» What to work on
Count the lines in the listing below that contain the string "wooden", matching case exactly. Give only the number.
-------- Task material
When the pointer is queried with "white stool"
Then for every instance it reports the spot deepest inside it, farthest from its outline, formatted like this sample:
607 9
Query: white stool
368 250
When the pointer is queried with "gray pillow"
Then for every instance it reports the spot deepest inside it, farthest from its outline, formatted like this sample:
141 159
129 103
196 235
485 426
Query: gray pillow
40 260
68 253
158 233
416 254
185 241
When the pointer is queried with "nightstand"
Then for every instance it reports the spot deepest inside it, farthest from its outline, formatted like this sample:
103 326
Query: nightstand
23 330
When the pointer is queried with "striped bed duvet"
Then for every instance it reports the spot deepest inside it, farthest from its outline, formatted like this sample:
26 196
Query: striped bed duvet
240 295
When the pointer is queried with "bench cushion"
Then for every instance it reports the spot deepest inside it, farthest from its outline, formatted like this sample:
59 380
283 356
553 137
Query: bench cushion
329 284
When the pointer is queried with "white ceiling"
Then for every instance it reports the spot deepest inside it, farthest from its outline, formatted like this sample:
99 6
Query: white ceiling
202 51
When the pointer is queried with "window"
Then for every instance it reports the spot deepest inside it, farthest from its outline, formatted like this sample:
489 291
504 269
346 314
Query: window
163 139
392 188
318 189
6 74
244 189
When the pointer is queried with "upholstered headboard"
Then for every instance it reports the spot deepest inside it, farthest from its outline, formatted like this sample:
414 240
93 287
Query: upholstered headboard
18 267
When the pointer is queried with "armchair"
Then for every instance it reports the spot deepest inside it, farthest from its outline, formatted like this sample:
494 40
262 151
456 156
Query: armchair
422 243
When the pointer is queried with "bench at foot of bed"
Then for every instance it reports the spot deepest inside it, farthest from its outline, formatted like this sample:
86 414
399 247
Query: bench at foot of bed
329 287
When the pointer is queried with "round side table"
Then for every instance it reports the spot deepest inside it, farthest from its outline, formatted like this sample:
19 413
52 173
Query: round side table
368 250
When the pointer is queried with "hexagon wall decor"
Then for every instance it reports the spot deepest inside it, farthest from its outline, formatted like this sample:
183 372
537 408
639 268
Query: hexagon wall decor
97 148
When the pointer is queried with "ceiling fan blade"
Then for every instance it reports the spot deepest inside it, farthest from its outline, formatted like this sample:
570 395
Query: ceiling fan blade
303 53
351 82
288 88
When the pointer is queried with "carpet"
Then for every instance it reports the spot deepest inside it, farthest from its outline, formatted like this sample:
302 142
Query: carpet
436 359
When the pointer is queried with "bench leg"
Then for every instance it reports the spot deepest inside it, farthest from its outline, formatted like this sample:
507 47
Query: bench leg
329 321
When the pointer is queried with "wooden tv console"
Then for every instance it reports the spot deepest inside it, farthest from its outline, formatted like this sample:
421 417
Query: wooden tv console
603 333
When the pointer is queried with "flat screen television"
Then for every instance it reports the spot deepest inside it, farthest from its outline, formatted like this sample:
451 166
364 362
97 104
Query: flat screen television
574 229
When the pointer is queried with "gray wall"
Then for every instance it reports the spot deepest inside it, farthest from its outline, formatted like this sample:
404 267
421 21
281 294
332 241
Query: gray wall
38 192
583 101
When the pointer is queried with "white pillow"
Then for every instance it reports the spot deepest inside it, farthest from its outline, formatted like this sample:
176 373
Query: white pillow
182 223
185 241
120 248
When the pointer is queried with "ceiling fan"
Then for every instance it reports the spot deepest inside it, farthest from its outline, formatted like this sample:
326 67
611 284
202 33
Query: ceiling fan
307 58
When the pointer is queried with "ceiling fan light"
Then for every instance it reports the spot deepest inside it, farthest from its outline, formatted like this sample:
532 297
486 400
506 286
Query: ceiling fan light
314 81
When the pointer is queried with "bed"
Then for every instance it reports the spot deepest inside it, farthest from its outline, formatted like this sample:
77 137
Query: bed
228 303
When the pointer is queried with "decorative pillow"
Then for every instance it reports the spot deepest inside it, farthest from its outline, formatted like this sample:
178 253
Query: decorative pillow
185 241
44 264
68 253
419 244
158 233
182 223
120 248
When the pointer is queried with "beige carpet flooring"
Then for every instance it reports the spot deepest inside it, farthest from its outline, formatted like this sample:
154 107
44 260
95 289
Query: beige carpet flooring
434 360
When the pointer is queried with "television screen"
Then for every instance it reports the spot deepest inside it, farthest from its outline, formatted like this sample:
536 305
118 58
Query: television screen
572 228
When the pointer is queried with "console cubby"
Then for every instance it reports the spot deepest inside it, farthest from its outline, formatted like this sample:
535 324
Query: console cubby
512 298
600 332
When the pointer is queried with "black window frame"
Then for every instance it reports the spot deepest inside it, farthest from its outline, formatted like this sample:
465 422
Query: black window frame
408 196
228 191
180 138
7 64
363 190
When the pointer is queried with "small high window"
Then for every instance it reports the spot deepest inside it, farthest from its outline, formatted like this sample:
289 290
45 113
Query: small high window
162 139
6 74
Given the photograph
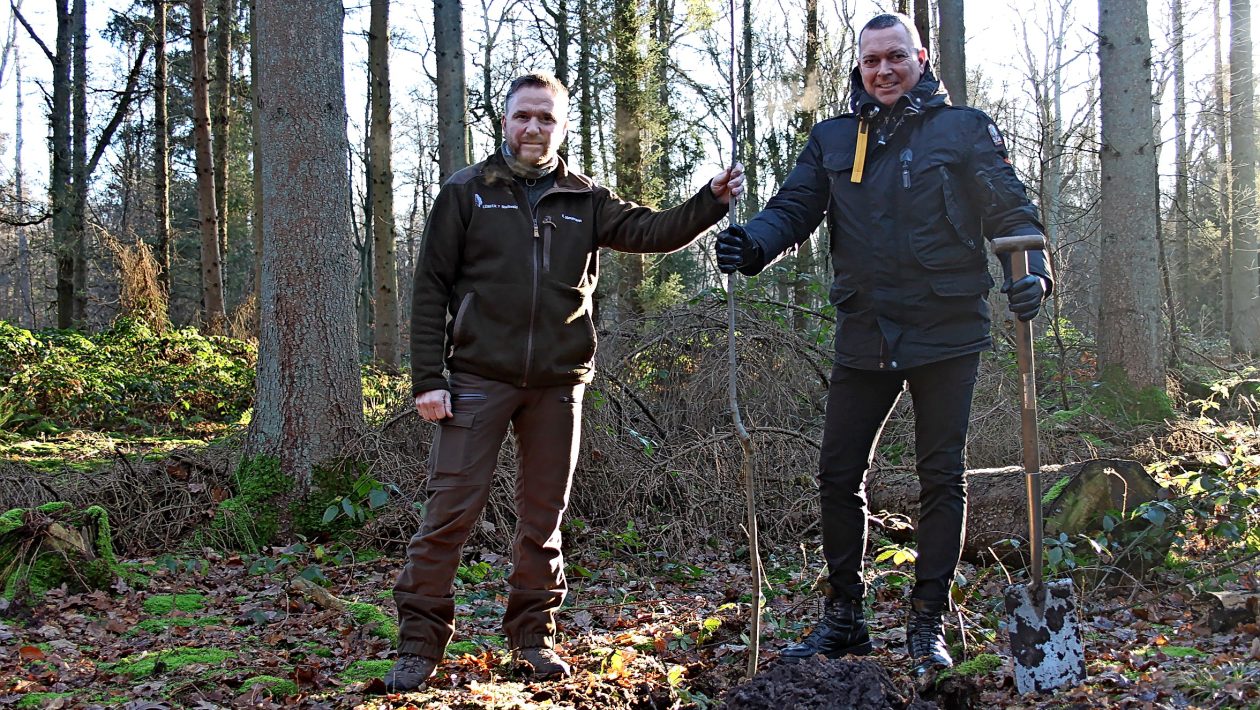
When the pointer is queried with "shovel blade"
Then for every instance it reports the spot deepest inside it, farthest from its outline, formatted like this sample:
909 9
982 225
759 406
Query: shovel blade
1045 636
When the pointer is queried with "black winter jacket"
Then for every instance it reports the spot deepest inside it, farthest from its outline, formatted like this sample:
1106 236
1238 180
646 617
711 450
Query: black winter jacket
910 265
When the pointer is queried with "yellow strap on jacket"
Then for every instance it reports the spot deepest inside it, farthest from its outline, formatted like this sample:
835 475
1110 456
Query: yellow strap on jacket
859 157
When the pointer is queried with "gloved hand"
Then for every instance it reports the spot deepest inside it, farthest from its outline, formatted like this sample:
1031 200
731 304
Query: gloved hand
1025 295
735 249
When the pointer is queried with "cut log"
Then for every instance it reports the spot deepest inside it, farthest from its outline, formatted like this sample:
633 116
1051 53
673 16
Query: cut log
1222 611
1074 497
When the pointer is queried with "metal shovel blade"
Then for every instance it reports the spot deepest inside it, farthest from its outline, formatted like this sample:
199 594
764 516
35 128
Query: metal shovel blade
1045 636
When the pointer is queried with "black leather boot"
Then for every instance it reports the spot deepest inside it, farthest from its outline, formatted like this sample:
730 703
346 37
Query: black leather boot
841 632
925 636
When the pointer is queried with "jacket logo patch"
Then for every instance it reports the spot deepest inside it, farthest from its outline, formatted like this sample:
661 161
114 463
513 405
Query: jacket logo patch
996 136
484 204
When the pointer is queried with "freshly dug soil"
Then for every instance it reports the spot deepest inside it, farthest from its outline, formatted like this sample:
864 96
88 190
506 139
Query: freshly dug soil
823 684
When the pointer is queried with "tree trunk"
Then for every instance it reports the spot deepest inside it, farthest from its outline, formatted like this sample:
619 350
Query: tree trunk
1222 162
951 35
212 274
1181 186
386 260
61 191
161 149
1245 336
309 392
451 92
1129 333
28 305
924 24
629 68
222 126
78 162
256 140
584 78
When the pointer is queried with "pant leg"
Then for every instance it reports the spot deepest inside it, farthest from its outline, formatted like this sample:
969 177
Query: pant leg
858 404
548 431
461 464
941 392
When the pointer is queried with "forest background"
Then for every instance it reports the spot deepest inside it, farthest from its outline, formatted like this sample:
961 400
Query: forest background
211 208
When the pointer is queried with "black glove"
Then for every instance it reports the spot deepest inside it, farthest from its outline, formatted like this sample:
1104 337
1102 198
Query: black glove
735 250
1025 295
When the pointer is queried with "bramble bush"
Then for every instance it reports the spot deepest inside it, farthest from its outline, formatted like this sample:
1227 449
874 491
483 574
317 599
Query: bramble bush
126 378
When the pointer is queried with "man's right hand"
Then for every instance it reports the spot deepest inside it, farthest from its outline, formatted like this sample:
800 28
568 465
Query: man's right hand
434 405
735 249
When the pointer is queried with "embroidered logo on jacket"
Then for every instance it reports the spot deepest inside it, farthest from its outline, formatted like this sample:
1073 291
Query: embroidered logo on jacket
484 204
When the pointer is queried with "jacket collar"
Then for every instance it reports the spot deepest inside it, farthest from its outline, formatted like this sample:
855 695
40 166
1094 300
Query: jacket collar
495 170
927 93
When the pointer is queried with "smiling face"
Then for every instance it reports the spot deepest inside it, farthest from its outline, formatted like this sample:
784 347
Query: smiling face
536 124
890 63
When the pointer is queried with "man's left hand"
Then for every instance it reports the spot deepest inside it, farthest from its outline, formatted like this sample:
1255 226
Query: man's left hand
1025 295
728 184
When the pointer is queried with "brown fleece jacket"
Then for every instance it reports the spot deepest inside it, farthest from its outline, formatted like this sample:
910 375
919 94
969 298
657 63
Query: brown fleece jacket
504 291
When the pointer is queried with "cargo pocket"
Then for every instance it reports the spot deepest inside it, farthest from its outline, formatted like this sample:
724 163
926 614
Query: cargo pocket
450 455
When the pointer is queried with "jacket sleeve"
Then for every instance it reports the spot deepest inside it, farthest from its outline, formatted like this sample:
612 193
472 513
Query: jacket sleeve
795 211
625 226
1007 211
436 271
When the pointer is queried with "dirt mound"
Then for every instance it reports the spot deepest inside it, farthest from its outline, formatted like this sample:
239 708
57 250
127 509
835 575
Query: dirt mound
823 684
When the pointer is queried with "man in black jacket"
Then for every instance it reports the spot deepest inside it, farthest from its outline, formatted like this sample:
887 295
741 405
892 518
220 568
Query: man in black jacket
909 186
----------------
» Reply to the exercise
2